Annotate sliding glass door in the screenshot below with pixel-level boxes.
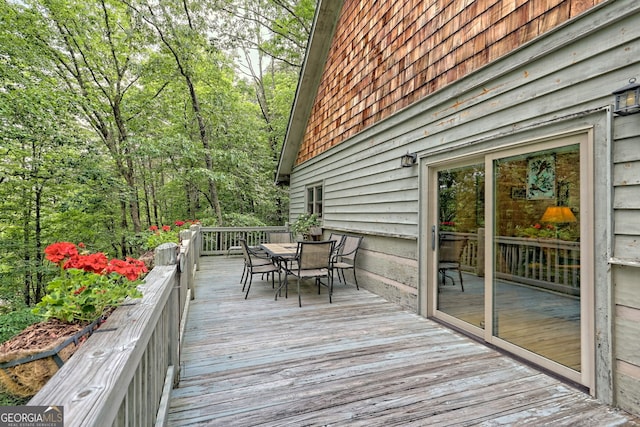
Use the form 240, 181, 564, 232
434, 163, 485, 328
428, 133, 593, 385
492, 144, 581, 371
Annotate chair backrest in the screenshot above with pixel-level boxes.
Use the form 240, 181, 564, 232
329, 233, 346, 253
298, 240, 336, 270
438, 236, 467, 262
238, 239, 251, 266
338, 236, 362, 263
267, 231, 293, 243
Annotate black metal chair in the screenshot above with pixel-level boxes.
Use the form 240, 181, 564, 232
276, 240, 335, 307
240, 239, 281, 299
333, 236, 363, 290
438, 235, 467, 292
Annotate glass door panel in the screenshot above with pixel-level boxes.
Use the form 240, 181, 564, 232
434, 163, 485, 328
492, 144, 581, 371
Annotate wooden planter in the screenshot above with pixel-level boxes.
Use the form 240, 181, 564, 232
0, 319, 102, 397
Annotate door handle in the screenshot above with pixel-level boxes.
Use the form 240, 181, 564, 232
431, 225, 436, 251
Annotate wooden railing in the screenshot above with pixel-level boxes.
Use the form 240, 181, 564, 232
201, 226, 287, 255
495, 237, 580, 295
443, 232, 580, 295
29, 225, 201, 427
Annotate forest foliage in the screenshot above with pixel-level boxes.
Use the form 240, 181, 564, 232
0, 0, 315, 310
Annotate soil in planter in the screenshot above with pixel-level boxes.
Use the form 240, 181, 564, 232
0, 319, 96, 397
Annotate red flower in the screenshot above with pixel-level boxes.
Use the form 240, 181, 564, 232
44, 242, 78, 264
64, 252, 109, 274
106, 257, 148, 280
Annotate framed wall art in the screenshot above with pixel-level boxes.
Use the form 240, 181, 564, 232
527, 154, 556, 200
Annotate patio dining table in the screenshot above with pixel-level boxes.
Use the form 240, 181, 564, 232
260, 243, 298, 261
260, 243, 298, 300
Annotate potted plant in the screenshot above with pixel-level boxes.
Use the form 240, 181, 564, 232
291, 213, 322, 240
0, 242, 147, 397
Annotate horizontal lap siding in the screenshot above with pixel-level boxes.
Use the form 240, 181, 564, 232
613, 115, 640, 412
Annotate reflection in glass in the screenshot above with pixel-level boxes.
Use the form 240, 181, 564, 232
493, 145, 580, 371
437, 163, 485, 328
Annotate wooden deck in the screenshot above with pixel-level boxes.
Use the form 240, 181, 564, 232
169, 257, 640, 427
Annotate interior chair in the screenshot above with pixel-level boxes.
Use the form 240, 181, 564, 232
333, 236, 363, 290
267, 231, 293, 243
438, 235, 467, 292
240, 239, 280, 299
276, 240, 335, 307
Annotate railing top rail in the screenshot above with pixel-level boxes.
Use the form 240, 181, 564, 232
200, 225, 287, 232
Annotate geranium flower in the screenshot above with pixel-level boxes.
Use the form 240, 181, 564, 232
106, 257, 148, 281
63, 252, 109, 274
44, 242, 78, 264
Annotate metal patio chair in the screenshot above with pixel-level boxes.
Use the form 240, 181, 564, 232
276, 240, 335, 307
333, 236, 363, 290
240, 239, 281, 299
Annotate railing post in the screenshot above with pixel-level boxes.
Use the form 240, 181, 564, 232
476, 228, 485, 277
154, 243, 182, 387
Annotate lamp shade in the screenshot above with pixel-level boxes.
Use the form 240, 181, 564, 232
540, 206, 578, 223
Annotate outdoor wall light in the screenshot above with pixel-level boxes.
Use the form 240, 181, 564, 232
400, 152, 418, 168
613, 78, 640, 116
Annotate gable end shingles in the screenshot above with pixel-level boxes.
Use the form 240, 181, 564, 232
289, 0, 603, 164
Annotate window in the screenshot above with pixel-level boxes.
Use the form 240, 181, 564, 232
307, 184, 322, 218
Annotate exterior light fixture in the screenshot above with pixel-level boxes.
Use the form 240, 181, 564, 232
400, 152, 418, 168
613, 78, 640, 116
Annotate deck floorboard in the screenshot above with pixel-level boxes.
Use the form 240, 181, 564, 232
168, 256, 640, 427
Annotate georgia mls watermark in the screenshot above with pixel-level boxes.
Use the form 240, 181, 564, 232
0, 406, 64, 427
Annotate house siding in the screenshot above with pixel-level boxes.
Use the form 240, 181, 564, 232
612, 116, 640, 413
296, 0, 604, 164
290, 1, 640, 414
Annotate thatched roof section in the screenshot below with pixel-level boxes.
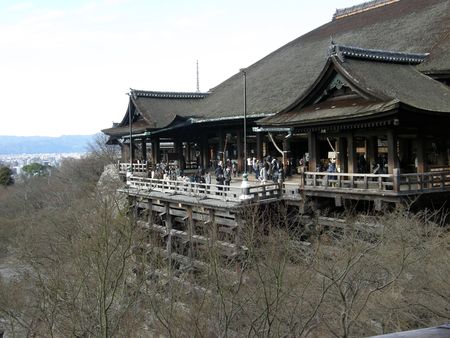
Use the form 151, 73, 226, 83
103, 0, 450, 137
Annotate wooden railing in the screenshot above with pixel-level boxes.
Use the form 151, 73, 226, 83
300, 172, 394, 191
127, 170, 450, 202
399, 170, 450, 192
296, 170, 450, 195
127, 175, 281, 201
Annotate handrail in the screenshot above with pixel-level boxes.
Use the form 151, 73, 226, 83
301, 171, 394, 191
399, 170, 450, 192
119, 163, 148, 173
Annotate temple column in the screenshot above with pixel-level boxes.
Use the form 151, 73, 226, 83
217, 130, 225, 161
121, 143, 130, 163
256, 133, 263, 160
437, 136, 448, 166
128, 139, 136, 162
141, 138, 147, 162
387, 129, 398, 174
200, 134, 209, 169
347, 134, 358, 174
236, 128, 245, 172
337, 137, 348, 173
283, 138, 291, 170
308, 131, 319, 171
152, 137, 161, 164
367, 136, 378, 172
414, 133, 426, 173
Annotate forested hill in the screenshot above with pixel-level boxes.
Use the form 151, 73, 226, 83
0, 135, 96, 155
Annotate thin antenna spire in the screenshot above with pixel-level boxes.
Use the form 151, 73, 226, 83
197, 60, 200, 93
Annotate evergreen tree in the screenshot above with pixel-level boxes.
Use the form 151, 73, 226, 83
0, 166, 14, 187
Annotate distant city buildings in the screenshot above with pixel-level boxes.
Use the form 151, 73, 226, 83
0, 153, 86, 178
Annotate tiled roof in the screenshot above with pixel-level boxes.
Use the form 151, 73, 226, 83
333, 0, 399, 20
103, 0, 450, 137
130, 89, 208, 99
331, 45, 429, 64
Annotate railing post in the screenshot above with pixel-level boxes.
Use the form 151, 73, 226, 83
239, 174, 252, 200
393, 168, 400, 192
300, 166, 305, 189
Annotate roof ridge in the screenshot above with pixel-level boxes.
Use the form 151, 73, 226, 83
332, 0, 400, 21
330, 43, 429, 64
130, 88, 209, 99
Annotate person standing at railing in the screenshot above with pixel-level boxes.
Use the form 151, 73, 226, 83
204, 171, 211, 194
327, 158, 337, 187
224, 166, 231, 190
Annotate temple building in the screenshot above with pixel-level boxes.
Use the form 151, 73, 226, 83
103, 0, 450, 207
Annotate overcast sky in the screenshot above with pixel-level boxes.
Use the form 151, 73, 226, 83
0, 0, 363, 136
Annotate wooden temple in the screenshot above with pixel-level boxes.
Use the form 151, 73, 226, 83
103, 0, 450, 266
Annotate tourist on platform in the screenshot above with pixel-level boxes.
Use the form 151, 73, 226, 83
259, 162, 269, 183
231, 160, 237, 177
253, 160, 261, 180
204, 171, 211, 194
214, 161, 225, 195
327, 158, 337, 186
224, 166, 231, 190
247, 157, 252, 174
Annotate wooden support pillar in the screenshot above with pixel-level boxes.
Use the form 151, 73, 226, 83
308, 131, 319, 171
217, 129, 225, 161
200, 133, 209, 169
437, 136, 448, 166
367, 136, 378, 172
387, 129, 399, 174
347, 134, 358, 173
165, 202, 172, 267
256, 133, 263, 160
187, 206, 194, 263
121, 143, 130, 162
173, 140, 184, 169
283, 138, 291, 168
337, 137, 348, 173
147, 198, 153, 227
414, 133, 426, 173
236, 128, 245, 172
128, 139, 136, 162
141, 138, 147, 161
152, 137, 161, 164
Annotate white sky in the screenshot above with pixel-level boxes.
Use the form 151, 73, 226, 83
0, 0, 363, 136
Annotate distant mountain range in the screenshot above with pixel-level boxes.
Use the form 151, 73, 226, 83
0, 135, 96, 155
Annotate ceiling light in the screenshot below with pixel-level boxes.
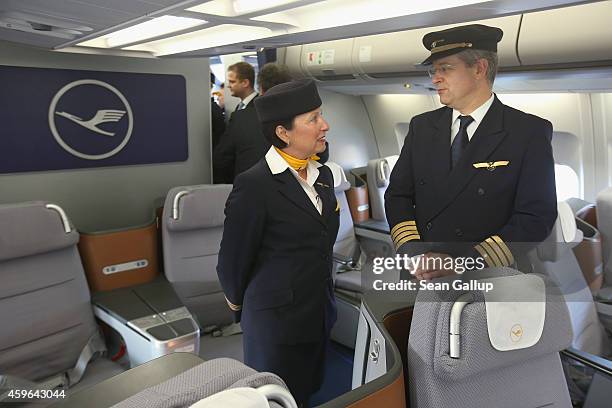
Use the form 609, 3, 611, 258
234, 0, 296, 14
123, 24, 272, 56
77, 16, 206, 48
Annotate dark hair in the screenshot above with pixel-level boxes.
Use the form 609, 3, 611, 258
457, 50, 498, 85
257, 62, 291, 92
261, 117, 295, 149
227, 61, 255, 87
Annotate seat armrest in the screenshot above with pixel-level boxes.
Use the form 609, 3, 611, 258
561, 347, 612, 375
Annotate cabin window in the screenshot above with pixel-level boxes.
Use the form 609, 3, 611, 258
393, 122, 410, 150
555, 164, 581, 201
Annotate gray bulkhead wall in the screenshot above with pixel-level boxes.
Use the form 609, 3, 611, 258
362, 95, 439, 157
319, 87, 380, 171
0, 42, 211, 232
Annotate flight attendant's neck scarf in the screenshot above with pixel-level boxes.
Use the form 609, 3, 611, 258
274, 146, 319, 171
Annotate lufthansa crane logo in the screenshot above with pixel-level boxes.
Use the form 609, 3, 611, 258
48, 79, 134, 160
510, 324, 523, 343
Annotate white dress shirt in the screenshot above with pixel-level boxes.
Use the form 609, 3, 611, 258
240, 92, 257, 109
451, 93, 495, 145
266, 146, 323, 214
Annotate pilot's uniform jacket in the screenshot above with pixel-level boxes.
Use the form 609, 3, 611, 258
385, 96, 557, 267
217, 151, 339, 401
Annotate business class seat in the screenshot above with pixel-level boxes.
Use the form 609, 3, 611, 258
326, 161, 363, 293
367, 155, 399, 222
0, 202, 123, 406
113, 357, 297, 408
530, 202, 610, 357
596, 187, 612, 333
407, 268, 572, 408
162, 184, 233, 329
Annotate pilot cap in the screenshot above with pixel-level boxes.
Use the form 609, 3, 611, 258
421, 24, 504, 65
253, 79, 321, 123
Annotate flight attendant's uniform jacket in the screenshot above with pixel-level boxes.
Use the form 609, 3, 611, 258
385, 96, 557, 267
217, 147, 339, 344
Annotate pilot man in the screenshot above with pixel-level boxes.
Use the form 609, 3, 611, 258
217, 80, 339, 406
385, 24, 557, 280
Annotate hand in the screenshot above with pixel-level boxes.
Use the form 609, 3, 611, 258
414, 252, 455, 280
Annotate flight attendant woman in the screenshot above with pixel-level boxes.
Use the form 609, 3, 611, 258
217, 80, 339, 406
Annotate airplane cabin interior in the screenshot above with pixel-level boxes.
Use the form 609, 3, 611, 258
0, 0, 612, 408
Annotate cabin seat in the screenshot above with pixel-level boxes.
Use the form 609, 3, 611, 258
407, 268, 572, 408
597, 187, 612, 333
325, 161, 363, 293
113, 357, 296, 408
162, 184, 233, 329
367, 155, 399, 221
530, 202, 610, 357
0, 202, 124, 407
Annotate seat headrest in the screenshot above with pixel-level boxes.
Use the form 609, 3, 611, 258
368, 155, 399, 188
537, 201, 583, 262
325, 161, 351, 191
164, 184, 232, 231
597, 187, 612, 230
0, 201, 79, 261
483, 274, 546, 351
408, 268, 572, 381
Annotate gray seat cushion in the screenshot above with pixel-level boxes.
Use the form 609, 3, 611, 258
113, 358, 287, 408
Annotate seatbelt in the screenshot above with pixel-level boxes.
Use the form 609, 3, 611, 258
0, 330, 106, 402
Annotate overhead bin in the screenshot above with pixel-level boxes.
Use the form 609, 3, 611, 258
518, 1, 612, 65
300, 38, 355, 81
285, 15, 521, 81
280, 45, 308, 79
352, 15, 520, 78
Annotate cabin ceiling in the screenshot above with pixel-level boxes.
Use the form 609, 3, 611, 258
0, 0, 604, 57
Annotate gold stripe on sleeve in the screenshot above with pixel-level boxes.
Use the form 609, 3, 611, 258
391, 225, 418, 240
395, 234, 421, 250
393, 231, 421, 244
391, 221, 416, 236
225, 296, 242, 312
485, 237, 510, 266
474, 244, 495, 268
480, 241, 504, 267
492, 235, 514, 266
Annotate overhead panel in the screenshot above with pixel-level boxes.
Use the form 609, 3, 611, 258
518, 1, 612, 65
301, 38, 354, 80
279, 45, 308, 78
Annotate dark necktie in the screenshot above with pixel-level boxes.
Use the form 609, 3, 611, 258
451, 116, 474, 169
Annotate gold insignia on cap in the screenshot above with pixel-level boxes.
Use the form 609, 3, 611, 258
431, 41, 472, 54
472, 160, 510, 171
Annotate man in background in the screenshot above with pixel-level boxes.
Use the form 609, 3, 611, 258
210, 72, 225, 149
213, 62, 291, 184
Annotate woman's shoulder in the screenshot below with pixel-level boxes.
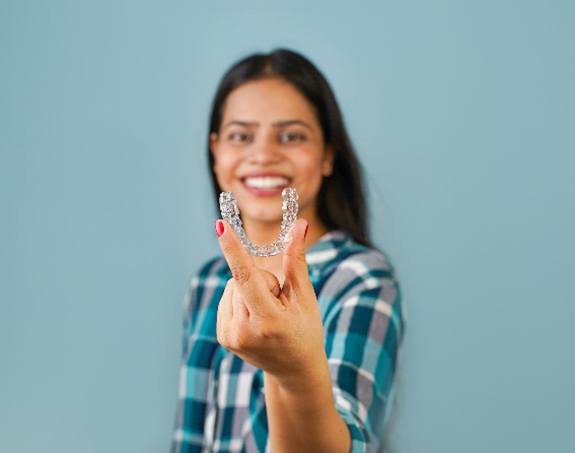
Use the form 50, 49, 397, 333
312, 231, 401, 308
312, 230, 397, 280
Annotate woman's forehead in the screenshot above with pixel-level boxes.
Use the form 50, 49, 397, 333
223, 79, 318, 127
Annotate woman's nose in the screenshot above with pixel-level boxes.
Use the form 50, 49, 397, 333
248, 137, 281, 163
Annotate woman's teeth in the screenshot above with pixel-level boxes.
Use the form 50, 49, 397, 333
244, 176, 289, 189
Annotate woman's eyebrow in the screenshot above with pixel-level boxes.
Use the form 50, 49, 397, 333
222, 120, 313, 130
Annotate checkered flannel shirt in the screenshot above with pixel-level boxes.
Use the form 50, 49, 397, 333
171, 230, 406, 453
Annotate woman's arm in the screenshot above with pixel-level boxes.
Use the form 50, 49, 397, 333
264, 357, 351, 453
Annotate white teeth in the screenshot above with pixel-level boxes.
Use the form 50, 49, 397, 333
245, 176, 289, 189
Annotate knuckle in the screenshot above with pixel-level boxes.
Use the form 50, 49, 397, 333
230, 264, 250, 283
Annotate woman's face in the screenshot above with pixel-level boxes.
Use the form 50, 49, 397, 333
210, 79, 333, 223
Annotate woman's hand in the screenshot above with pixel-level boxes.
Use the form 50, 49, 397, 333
217, 219, 326, 390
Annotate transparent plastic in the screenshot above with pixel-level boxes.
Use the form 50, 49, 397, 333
220, 187, 299, 256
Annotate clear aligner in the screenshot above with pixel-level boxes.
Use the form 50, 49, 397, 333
220, 187, 298, 256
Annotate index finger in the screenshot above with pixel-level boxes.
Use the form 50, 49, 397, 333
216, 219, 255, 286
216, 219, 279, 313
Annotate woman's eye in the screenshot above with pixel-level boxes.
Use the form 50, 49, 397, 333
281, 132, 305, 143
228, 132, 250, 142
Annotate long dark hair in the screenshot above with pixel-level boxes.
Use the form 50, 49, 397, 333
208, 48, 374, 247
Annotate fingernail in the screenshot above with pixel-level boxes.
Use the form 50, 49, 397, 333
216, 219, 224, 237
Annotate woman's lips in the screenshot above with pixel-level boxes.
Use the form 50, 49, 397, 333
242, 181, 287, 197
241, 178, 291, 197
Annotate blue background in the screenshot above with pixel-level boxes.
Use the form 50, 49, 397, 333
0, 0, 575, 453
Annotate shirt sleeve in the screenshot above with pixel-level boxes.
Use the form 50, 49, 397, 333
320, 251, 405, 453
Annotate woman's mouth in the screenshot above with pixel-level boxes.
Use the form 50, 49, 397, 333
241, 176, 291, 197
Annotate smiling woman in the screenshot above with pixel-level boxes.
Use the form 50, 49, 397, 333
172, 49, 406, 453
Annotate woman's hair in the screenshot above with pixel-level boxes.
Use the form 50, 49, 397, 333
208, 49, 373, 247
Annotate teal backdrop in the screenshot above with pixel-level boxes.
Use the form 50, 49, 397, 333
0, 0, 575, 453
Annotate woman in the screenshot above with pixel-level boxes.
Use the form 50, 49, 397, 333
172, 49, 405, 453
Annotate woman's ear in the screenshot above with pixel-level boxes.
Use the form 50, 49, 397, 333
321, 143, 334, 176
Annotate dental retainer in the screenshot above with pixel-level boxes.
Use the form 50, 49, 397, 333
220, 187, 298, 256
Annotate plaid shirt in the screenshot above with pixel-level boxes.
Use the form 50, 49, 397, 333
171, 230, 406, 453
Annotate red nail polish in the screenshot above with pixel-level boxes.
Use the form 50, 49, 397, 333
216, 219, 224, 237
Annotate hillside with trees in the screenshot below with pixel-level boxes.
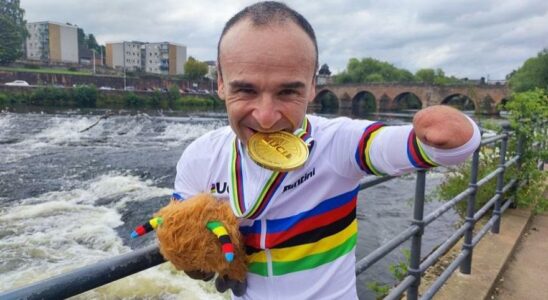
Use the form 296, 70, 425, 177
0, 0, 28, 65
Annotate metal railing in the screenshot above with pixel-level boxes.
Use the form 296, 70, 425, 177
0, 125, 545, 300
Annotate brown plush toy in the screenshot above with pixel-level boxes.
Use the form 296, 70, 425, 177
132, 194, 247, 296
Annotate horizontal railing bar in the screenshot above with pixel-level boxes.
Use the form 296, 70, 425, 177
424, 187, 474, 226
504, 155, 519, 168
356, 225, 420, 275
419, 222, 471, 272
474, 194, 501, 221
472, 199, 513, 247
476, 167, 504, 187
474, 179, 518, 221
421, 249, 470, 299
384, 275, 416, 300
0, 245, 164, 300
360, 176, 396, 190
480, 133, 506, 146
502, 178, 518, 194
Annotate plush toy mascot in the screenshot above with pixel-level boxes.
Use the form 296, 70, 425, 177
131, 194, 247, 296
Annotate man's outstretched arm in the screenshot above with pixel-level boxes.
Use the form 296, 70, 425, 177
413, 105, 474, 149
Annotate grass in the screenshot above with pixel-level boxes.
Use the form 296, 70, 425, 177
0, 67, 92, 75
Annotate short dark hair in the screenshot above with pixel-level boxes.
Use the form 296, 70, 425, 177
217, 1, 318, 76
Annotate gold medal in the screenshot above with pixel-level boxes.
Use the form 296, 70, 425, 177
247, 131, 308, 172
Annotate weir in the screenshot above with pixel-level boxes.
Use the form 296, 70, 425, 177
0, 124, 546, 299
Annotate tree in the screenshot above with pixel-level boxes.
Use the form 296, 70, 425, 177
0, 0, 28, 64
318, 64, 331, 76
508, 48, 548, 92
185, 56, 207, 80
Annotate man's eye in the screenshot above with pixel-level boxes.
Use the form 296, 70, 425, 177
280, 89, 298, 95
236, 88, 255, 94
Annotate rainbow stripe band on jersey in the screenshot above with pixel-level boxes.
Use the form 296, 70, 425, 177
206, 221, 234, 262
240, 189, 358, 276
356, 122, 384, 176
230, 118, 314, 219
407, 129, 438, 169
131, 217, 164, 239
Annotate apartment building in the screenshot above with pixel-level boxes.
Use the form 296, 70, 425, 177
143, 42, 186, 75
204, 60, 217, 80
105, 41, 145, 71
106, 41, 186, 75
25, 21, 78, 63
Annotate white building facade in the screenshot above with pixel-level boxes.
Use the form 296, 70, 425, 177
106, 41, 145, 71
106, 41, 187, 75
25, 21, 78, 63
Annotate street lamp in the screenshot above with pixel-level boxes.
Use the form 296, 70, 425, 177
123, 42, 126, 91
91, 49, 95, 75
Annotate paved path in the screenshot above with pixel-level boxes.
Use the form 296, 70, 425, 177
491, 214, 548, 300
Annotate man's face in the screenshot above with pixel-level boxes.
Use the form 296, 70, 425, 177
218, 20, 316, 143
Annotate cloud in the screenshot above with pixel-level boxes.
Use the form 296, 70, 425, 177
21, 0, 548, 79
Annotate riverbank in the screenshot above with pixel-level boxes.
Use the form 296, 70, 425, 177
0, 85, 222, 110
421, 165, 548, 300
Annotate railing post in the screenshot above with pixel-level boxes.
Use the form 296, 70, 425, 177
407, 170, 426, 300
491, 124, 510, 233
460, 146, 481, 274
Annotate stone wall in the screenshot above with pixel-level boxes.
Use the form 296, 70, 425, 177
0, 71, 217, 91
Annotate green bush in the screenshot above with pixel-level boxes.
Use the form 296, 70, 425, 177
0, 93, 9, 105
72, 85, 99, 107
30, 87, 72, 105
176, 96, 214, 107
437, 89, 548, 217
124, 92, 145, 106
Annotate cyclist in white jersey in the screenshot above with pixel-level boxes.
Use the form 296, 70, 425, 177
175, 2, 480, 300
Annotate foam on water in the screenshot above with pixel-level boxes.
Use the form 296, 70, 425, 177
0, 173, 227, 299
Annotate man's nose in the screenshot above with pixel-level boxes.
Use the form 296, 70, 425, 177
253, 95, 282, 129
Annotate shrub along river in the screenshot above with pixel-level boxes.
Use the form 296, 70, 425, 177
0, 104, 476, 299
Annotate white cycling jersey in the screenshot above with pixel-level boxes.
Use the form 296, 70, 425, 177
175, 116, 480, 300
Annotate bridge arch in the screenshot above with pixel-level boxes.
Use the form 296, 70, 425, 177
379, 94, 392, 111
394, 92, 423, 110
352, 91, 377, 115
479, 95, 496, 114
441, 94, 476, 111
313, 89, 339, 110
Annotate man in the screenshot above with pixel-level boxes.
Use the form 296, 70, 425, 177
175, 2, 480, 299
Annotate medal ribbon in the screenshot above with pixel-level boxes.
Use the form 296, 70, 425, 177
230, 118, 314, 219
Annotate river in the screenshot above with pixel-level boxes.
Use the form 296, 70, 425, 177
0, 108, 466, 299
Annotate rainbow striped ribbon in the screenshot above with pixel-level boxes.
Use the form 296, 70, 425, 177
229, 118, 314, 219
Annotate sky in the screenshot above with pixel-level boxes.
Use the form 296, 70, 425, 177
21, 0, 548, 80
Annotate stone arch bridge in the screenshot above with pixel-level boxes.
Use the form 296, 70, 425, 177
314, 83, 510, 113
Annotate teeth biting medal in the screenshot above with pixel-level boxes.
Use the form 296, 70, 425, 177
247, 131, 308, 172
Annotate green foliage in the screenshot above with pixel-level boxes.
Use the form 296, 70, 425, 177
72, 85, 99, 107
185, 56, 208, 80
438, 89, 548, 217
367, 249, 411, 299
124, 92, 145, 106
29, 87, 71, 106
507, 49, 548, 92
367, 281, 392, 300
0, 93, 9, 105
506, 88, 548, 212
176, 96, 216, 107
167, 85, 181, 103
0, 0, 28, 64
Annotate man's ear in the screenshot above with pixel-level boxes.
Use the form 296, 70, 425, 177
217, 63, 225, 101
308, 75, 316, 103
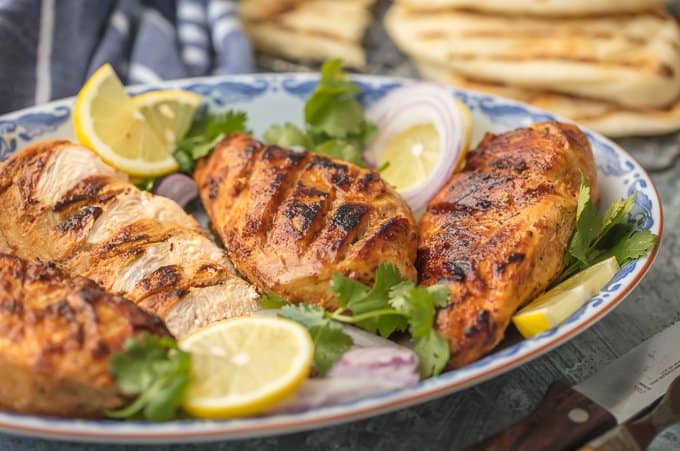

● ● ● ● ● ● ●

STATED PROBLEM: Return, word for word, everything in the items from the line containing "Annotate riverbank in" down to the line containing "0, 71, 217, 91", including both of those lines.

EXERCISE ANSWER:
Annotate riverbank in the screenshot above with pixel-level boxes.
Use the form 296, 70, 425, 177
0, 85, 222, 110
421, 165, 548, 300
Annotate railing post in the screenshot above with pixel-level boxes.
Use the form 296, 70, 425, 177
407, 170, 426, 300
491, 124, 510, 233
460, 146, 481, 274
Annotate stone wall in the screenshot above with pixel-level boxes.
Use the form 296, 70, 425, 177
0, 71, 217, 91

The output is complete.